§ Trecho do texto
Mais do que nunca surge a necessidade de ter alguém que ouça as histórias e experiências que há para contar. Os amores e desamores, os ensinamentos, as peripécias, os erros, as traquinices. Infelizmente, o mais comum é já não haver ninguém para ouvir, ou mesmo que haja, mais tarde ou mais cedo acaba por se fartar de ouvir sempre as mesmas histórias. Os profissionais de saúde, são quase sempre o último recurso, a última esperança para quem não tem ninguém a quem falar. Uma enfermeira que surge e dá atenção ao doente que não tem ninguém, é muitas vezes idealizada por este como o amor que há muito perdeu e permite que o seu sonho continue, a sua utopia de voltar a viver o amor e tudo o que ele implica.

"Com o tempo aprendi que o ciúme é um sentimento para proclamar de peito aberto, no instante mesmo de sua origem. Porque ao nascer, ele é realmente um sentimento cortês, deve ser logo oferecido à mulher como uma rosa. Senão, no instante seguinte ele se fecha em repolho, e dentro dele todo o mal fermenta. O ciúme é então a espécie mais introvertida das invejas, e mordendo-se todo, põe nos outros a culpa da sua feiura.", In Leite Derramado

sexta-feira, 7 de agosto de 2009

"A Senhora das especiarias", de Divakaruni

Uma história com uma grande componente oriental e um gosto requintado das mais fantásticas especiarias, em que a personagem principal renuncia à beleza e à juventude em prol do seu amor pelas especiarias, vivendo numa sociedade completamente diferente daquela de que é originária.
Passa a vida a tentar resistir ao que lhe é proibido, ao amor, ao desejo, à possibilidade de viver com um homem, a sair à rua, a conhecer a realidade do mundo que a rodeia.

"É sempre assim quando penetramos no mundo proibido a que alguns chamam pecado? Dou o primeiro passo, a custo, sem fôlego. O segundo também faz doer, mas já não tanto. Com o terceiro a dor passa pelo nosso corpo como uma nuvem de chuva. Pouca falta para que nos não dê descanso, ou dor.", In A Senhora das Especiarias

Será possível imaginar a vida sem identidade? Ou melhor, sem um nome fixo, que nos identifique desde sempre e para sempre? Mesmo assim, carregar as exigências, expectativas e regras de um nome que nasceu ele próprio contra as regras. Dar mas não poder receber, não parece justo, nem suportável para sempre.

"Todavia, eu nunca fora abraçada. Nem pelo meu pai nem pela minha mãe. Nem pelas mestras minhas irmãs. Nem sequer pela velha, não desta maneira, com os corações colados um ao outro. Eu, Tilo, a criança que nunca podia chorar, a mulher que nunca haveria de chorar. Sorrio por entre as lágrimas quando o aroma da sua pele me enche e o seu bafo quente pousa nas minhas pálpebras. Os meus ossos derretem-se com este desejo de ser abraçada, eu que nunca julgara desejar a protecção dos braços de um homem.", In A Senhora das Especiarias

Por uma experiência, um sonho, por vezes arrisca-se tudo. E neste caso, quem manda na sorte não é a Mestra, mas sim as Especiarias.

§ Instrução escrita A
Transcreva do trecho do texto a parte que começa em "Mais do que" e segue até "que ele implica.".

§ Excertos de um conjunto de dados de detecção
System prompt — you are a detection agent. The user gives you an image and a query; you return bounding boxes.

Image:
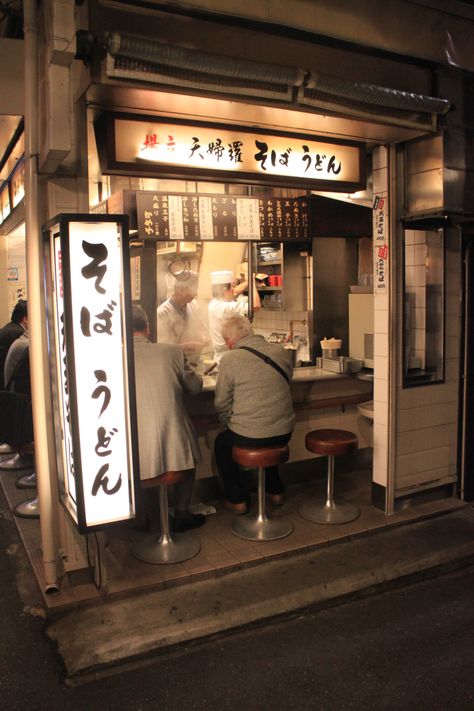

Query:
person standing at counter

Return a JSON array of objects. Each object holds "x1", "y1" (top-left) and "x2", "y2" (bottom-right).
[
  {"x1": 214, "y1": 316, "x2": 295, "y2": 514},
  {"x1": 0, "y1": 299, "x2": 28, "y2": 390},
  {"x1": 132, "y1": 305, "x2": 206, "y2": 531},
  {"x1": 156, "y1": 272, "x2": 209, "y2": 362},
  {"x1": 208, "y1": 270, "x2": 261, "y2": 363}
]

§ Instrução escrita B
Reescreva todos os registros trocando "standing" por "sitting" e mantendo todo o resto igual. Deixe as imagens fora da resposta.

§ Resposta correta A
Mais do que nunca surge a necessidade de ter alguém que ouça as histórias e experiências que há para contar. Os amores e desamores, os ensinamentos, as peripécias, os erros, as traquinices. Infelizmente, o mais comum é já não haver ninguém para ouvir, ou mesmo que haja, mais tarde ou mais cedo acaba por se fartar de ouvir sempre as mesmas histórias. Os profissionais de saúde, são quase sempre o último recurso, a última esperança para quem não tem ninguém a quem falar. Uma enfermeira que surge e dá atenção ao doente que não tem ninguém, é muitas vezes idealizada por este como o amor que há muito perdeu e permite que o seu sonho continue, a sua utopia de voltar a viver o amor e tudo o que ele implica.

§ Resposta correta B
System prompt — you are a detection agent. The user gives you an image and a query; you return bounding boxes.

Image:

Query:
person sitting at counter

Return a JSON array of objects. Each object holds "x1", "y1" (top-left) and "x2", "y2" (bottom-right).
[
  {"x1": 214, "y1": 316, "x2": 295, "y2": 514},
  {"x1": 0, "y1": 299, "x2": 28, "y2": 390},
  {"x1": 132, "y1": 305, "x2": 206, "y2": 531},
  {"x1": 156, "y1": 272, "x2": 209, "y2": 362},
  {"x1": 208, "y1": 270, "x2": 261, "y2": 363}
]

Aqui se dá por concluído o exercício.